TASK OBJECTIVE »
Give back each entry unchanged, minus pictures.

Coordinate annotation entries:
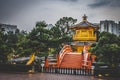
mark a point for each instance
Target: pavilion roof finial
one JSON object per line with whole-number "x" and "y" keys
{"x": 84, "y": 17}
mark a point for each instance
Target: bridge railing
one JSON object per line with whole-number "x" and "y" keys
{"x": 66, "y": 49}
{"x": 71, "y": 71}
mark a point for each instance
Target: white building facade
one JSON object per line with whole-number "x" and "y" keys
{"x": 110, "y": 26}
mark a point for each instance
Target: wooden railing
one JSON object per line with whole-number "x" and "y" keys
{"x": 66, "y": 49}
{"x": 71, "y": 71}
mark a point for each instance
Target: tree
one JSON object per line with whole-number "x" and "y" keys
{"x": 107, "y": 49}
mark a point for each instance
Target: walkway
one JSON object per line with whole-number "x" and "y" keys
{"x": 45, "y": 76}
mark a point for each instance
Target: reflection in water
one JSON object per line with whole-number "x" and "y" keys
{"x": 46, "y": 76}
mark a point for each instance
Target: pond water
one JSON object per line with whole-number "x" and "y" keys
{"x": 46, "y": 76}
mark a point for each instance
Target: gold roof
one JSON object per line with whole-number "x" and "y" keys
{"x": 84, "y": 24}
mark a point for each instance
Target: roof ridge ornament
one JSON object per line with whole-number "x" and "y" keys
{"x": 84, "y": 17}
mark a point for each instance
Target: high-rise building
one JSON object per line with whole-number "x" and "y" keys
{"x": 8, "y": 28}
{"x": 109, "y": 26}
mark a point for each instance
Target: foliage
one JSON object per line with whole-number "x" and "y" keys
{"x": 107, "y": 49}
{"x": 40, "y": 40}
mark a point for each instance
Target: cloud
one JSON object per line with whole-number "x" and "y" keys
{"x": 105, "y": 3}
{"x": 8, "y": 8}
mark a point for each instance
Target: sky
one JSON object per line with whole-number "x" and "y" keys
{"x": 25, "y": 13}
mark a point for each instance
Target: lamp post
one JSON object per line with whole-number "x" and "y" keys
{"x": 42, "y": 65}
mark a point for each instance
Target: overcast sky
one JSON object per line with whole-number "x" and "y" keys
{"x": 25, "y": 13}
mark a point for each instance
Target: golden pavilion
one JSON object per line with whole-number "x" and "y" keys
{"x": 84, "y": 34}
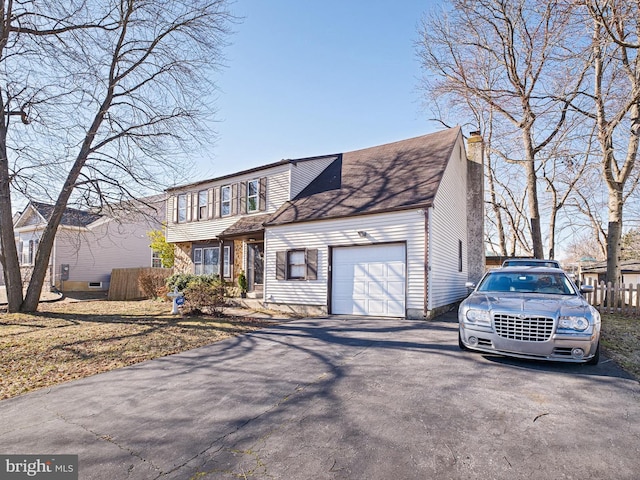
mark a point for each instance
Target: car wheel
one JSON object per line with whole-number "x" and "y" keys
{"x": 462, "y": 345}
{"x": 596, "y": 358}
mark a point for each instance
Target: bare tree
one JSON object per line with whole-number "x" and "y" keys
{"x": 510, "y": 55}
{"x": 97, "y": 100}
{"x": 616, "y": 110}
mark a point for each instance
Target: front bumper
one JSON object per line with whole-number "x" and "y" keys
{"x": 559, "y": 347}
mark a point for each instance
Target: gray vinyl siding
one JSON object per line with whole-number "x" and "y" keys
{"x": 448, "y": 224}
{"x": 406, "y": 226}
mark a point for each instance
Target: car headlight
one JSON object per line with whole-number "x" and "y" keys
{"x": 478, "y": 316}
{"x": 573, "y": 323}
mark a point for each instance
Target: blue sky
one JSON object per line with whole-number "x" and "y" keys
{"x": 307, "y": 78}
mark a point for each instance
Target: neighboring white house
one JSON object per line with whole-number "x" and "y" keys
{"x": 393, "y": 230}
{"x": 87, "y": 245}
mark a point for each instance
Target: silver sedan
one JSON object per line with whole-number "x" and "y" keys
{"x": 530, "y": 312}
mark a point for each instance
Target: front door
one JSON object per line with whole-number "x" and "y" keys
{"x": 255, "y": 266}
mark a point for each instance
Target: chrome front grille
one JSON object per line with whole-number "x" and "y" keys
{"x": 527, "y": 329}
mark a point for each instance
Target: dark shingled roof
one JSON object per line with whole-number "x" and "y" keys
{"x": 246, "y": 225}
{"x": 395, "y": 176}
{"x": 71, "y": 217}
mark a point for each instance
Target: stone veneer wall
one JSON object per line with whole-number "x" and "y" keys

SOLUTION BELOW »
mark a point for each instance
Target: pavilion roof finial
one JSON object per line with whole-number "x" and "y" keys
{"x": 84, "y": 17}
mark a point for each instance
Target: bridge railing
one JSON object per line with whole-number "x" and "y" keys
{"x": 66, "y": 49}
{"x": 71, "y": 71}
mark a point for each instance
Target: white building facade
one JSON object per line with whole-number "x" and "y" keys
{"x": 110, "y": 26}
mark a point for each instance
Target: wooden railing
one JSON object per line with whole-number "x" and "y" keys
{"x": 66, "y": 49}
{"x": 71, "y": 71}
mark a point for each instance
Target: tree
one JSON object per line with whole-number "x" and "y" keys
{"x": 107, "y": 49}
mark a point for each instance
Target: walkway
one JSON object per line with whole-number "x" and "y" keys
{"x": 45, "y": 76}
mark a point for each instance
Target: reflection in water
one JSON object per line with whole-number "x" and "y" keys
{"x": 46, "y": 76}
mark a point for each instance
Target: pond water
one JSON object per line with whole-number "x" and "y" keys
{"x": 46, "y": 76}
mark a point for each instance
Target: gold roof
one JSON object per line with whole-number "x" and "y" keys
{"x": 84, "y": 24}
mark a point for each instance
Target: roof ridge ornament
one JSON object per line with whole-number "x" and "y" keys
{"x": 84, "y": 17}
mark a point for each instance
Target: high-rise building
one JSON object per line with whole-number "x" and "y" keys
{"x": 8, "y": 28}
{"x": 109, "y": 26}
mark a point for each instance
Target: foliage
one JSON object per line with whole-number "x" and "y" keys
{"x": 107, "y": 49}
{"x": 40, "y": 40}
mark a point for each instance
Target: cloud
one JSON object per line with whole-number "x" and "y" keys
{"x": 105, "y": 3}
{"x": 8, "y": 8}
mark a point for each instance
Target: sky
one JSON object per line with whole-number "x" and "y" keys
{"x": 25, "y": 13}
mark a point for each instance
Target: lamp post
one JSON object per line with whole-number "x" and "y" keys
{"x": 42, "y": 65}
mark a point for each instance
Target: overcast sky
one JSON object per line with whole-number "x" and "y" keys
{"x": 25, "y": 13}
mark a point for each instance
Target: golden pavilion
one JSON object per line with whole-number "x" and "y" keys
{"x": 84, "y": 34}
mark a point for each instance
Target: car wheel
one JSON object per line with whole-number "x" and "y" keys
{"x": 462, "y": 345}
{"x": 596, "y": 358}
mark a point for each instance
Target: bare tree
one JSON object per line with whole-number "x" and "y" keys
{"x": 510, "y": 55}
{"x": 97, "y": 100}
{"x": 616, "y": 110}
mark a point for each instance
Target: front bumper
one JSON object per line with whole-number "x" and "y" keys
{"x": 559, "y": 347}
mark a point for each instance
Target: gray vinyl siding
one JSON object per line with whole-number "x" and "y" keys
{"x": 448, "y": 224}
{"x": 406, "y": 226}
mark a point for each instance
Target: car headlight
one JSON object per line with whole-number "x" and "y" keys
{"x": 478, "y": 316}
{"x": 573, "y": 323}
mark a point for each instance
Target: blue sky
one JSON object per line with whole-number "x" and "y" keys
{"x": 307, "y": 78}
mark a point for each instance
Target: neighboring white house
one JSON object per line with whole-number "x" and "y" keys
{"x": 393, "y": 230}
{"x": 87, "y": 245}
mark a point for each instance
Target: silver sedan
one JSON object per line with whole-number "x" and "y" keys
{"x": 530, "y": 312}
mark a point for each instance
Target: front door
one JSON object per line with whole-number "x" and "y" keys
{"x": 255, "y": 266}
mark a point for each instance
Target: chrome front grille
one JSON object per line with whole-number "x" and "y" keys
{"x": 527, "y": 329}
mark a point for each instance
Target: dark shingled roof
one JSON object per line with whole-number "x" and "y" keys
{"x": 246, "y": 225}
{"x": 395, "y": 176}
{"x": 71, "y": 217}
mark a point for each instance
Target: stone veneer wall
one JSON object per line with whole-number "x" and "y" keys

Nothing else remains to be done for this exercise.